Your Institution Smm/52

European ALMA Software Advisory Group

P.T.Wallace

Rutherford Appleton Laboratory, UK

7 February 2000

Choice of Real-Time Operating System for ALMA

1Introduction

ALMA computing requirements span almost the entire available range of technologies, from custom chips to supercomputers. Consequently, we foresee a wide variety of machines and operating systems being used; there is clearly no serious prospect of adopting a single platform for all ALMA purposes. However, there is a category of ALMA application, which includes antenna and correlator control, that traditionally is implemented using a real time operating system (RTOS); it may at least be possible to agree on just one RTOS for the whole project.

Early discussions touched upon several possibilities, including Windows CE, eCos, LynxOS and OS9, but the only serious contenders to emerge were VxWorks and RT-Linux. Opinions were polarized between these two choices.

VxWorks, a proprietary RTOS from Wind River Systems Inc., has long been regarded as the premier development and execution environment for complex real-time and embedded applications on a wide variety of target processors. The system comprises (i)a high-performance scalable RTOS which executes on a target processor and (ii)a set of powerful cross-development tools which are used on a host development system. Various communications options are supported to link the host to the target. A typical configuration is a PowerPC as the target, connected by Ethernet to a Sun workstation acting as host. VxWorks contains support for a wide range of hardware.

Linux is a free and open-source implementation of Unix for x86 and Pentium computers. It supports a wide range of software, and for scientific data-analysis purposes a PC running Linux competes head-on with traditional Unix workstations such as Sun. Ports to non-x86 machines such as Alpha, SPARC and PowerPC also exist. RTLinux is a version of Linux that makes the Linux kernel act as the lowest-priority task of a much simpler real-time kernel. The RT kernel provides its other tasks and real-time interrupt handlers with scheduling and interrupt response times that are close to the limits of the underlying hardware. The RT kernel provides a basic set of mechanisms for the non-RT processes running under the Linux kernel to communicate with the real-time components. Hardware support is patchy but growing fast.

[Directions]
Retype the entire memo on choosing a real-time operating system for ALMA, reproducing every line without alteration.

[Information shown]
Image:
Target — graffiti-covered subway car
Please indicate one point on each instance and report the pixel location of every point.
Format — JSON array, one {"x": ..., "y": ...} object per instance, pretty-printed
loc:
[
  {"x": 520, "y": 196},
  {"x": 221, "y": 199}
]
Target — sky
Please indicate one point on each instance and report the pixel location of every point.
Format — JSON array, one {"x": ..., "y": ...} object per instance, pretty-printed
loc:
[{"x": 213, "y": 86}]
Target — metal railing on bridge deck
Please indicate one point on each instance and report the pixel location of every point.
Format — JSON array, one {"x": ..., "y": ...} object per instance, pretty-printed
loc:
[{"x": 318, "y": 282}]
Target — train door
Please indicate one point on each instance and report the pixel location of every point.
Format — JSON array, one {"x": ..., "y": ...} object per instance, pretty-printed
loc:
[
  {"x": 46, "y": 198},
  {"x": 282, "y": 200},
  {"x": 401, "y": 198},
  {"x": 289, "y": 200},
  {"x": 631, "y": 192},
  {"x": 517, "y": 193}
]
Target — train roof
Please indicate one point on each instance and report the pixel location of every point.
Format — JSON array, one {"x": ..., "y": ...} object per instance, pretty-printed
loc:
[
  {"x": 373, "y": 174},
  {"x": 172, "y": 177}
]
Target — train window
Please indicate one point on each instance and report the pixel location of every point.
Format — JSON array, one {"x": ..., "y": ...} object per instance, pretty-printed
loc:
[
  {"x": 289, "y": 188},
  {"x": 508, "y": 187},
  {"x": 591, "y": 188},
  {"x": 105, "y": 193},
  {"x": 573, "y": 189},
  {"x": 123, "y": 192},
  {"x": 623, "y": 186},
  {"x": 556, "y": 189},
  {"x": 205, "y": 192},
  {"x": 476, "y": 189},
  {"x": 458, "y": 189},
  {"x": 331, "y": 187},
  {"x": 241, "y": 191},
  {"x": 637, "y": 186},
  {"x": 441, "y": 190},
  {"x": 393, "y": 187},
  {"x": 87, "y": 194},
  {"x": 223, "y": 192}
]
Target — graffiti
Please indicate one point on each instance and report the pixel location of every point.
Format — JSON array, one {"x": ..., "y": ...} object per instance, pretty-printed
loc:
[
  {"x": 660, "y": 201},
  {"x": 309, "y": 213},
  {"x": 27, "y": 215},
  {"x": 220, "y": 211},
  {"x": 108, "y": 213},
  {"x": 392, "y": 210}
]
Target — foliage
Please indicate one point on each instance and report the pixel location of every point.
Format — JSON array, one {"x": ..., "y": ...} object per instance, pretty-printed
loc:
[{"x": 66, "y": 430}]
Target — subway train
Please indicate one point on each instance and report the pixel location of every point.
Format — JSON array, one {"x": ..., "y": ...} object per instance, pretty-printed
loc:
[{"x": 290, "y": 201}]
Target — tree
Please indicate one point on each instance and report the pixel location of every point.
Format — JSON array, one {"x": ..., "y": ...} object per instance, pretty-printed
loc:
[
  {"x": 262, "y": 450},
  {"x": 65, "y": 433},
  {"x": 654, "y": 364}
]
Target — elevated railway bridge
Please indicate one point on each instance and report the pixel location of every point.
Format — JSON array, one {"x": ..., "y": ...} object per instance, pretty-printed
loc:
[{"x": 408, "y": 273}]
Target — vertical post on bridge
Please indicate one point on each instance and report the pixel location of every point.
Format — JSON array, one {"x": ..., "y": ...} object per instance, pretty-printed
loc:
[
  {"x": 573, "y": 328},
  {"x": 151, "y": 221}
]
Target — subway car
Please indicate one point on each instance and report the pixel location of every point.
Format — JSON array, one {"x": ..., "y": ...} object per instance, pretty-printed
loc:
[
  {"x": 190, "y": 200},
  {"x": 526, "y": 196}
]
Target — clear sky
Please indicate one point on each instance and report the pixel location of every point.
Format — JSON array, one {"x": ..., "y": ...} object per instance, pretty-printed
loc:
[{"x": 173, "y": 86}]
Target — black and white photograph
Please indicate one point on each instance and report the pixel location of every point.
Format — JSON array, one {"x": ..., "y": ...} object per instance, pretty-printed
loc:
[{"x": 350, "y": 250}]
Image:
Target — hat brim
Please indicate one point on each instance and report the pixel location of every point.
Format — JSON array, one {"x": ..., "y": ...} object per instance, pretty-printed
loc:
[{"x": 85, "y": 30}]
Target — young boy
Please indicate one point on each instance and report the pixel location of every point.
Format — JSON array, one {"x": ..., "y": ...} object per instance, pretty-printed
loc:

[Solution to the problem]
Your Institution Smm/52

European ALMA Software Advisory Group

P.T.Wallace

Rutherford Appleton Laboratory, UK

7 February 2000

Choice of Real-Time Operating System for ALMA

1Introduction

ALMA computing requirements span almost the entire available range of technologies, from custom chips to supercomputers. Consequently, we foresee a wide variety of machines and operating systems being used; there is clearly no serious prospect of adopting a single platform for all ALMA purposes. However, there is a category of ALMA application, which includes antenna and correlator control, that traditionally is implemented using a real time operating system (RTOS); it may at least be possible to agree on just one RTOS for the whole project.

Early discussions touched upon several possibilities, including Windows CE, eCos, LynxOS and OS9, but the only serious contenders to emerge were VxWorks and RT-Linux. Opinions were polarized between these two choices.

VxWorks, a proprietary RTOS from Wind River Systems Inc., has long been regarded as the premier development and execution environment for complex real-time and embedded applications on a wide variety of target processors. The system comprises (i)a high-performance scalable RTOS which executes on a target processor and (ii)a set of powerful cross-development tools which are used on a host development system. Various communications options are supported to link the host to the target. A typical configuration is a PowerPC as the target, connected by Ethernet to a Sun workstation acting as host. VxWorks contains support for a wide range of hardware.

Linux is a free and open-source implementation of Unix for x86 and Pentium computers. It supports a wide range of software, and for scientific data-analysis purposes a PC running Linux competes head-on with traditional Unix workstations such as Sun. Ports to non-x86 machines such as Alpha, SPARC and PowerPC also exist. RTLinux is a version of Linux that makes the Linux kernel act as the lowest-priority task of a much simpler real-time kernel. The RT kernel provides its other tasks and real-time interrupt handlers with scheduling and interrupt response times that are close to the limits of the underlying hardware. The RT kernel provides a basic set of mechanisms for the non-RT processes running under the Linux kernel to communicate with the real-time components. Hardware support is patchy but growing fast.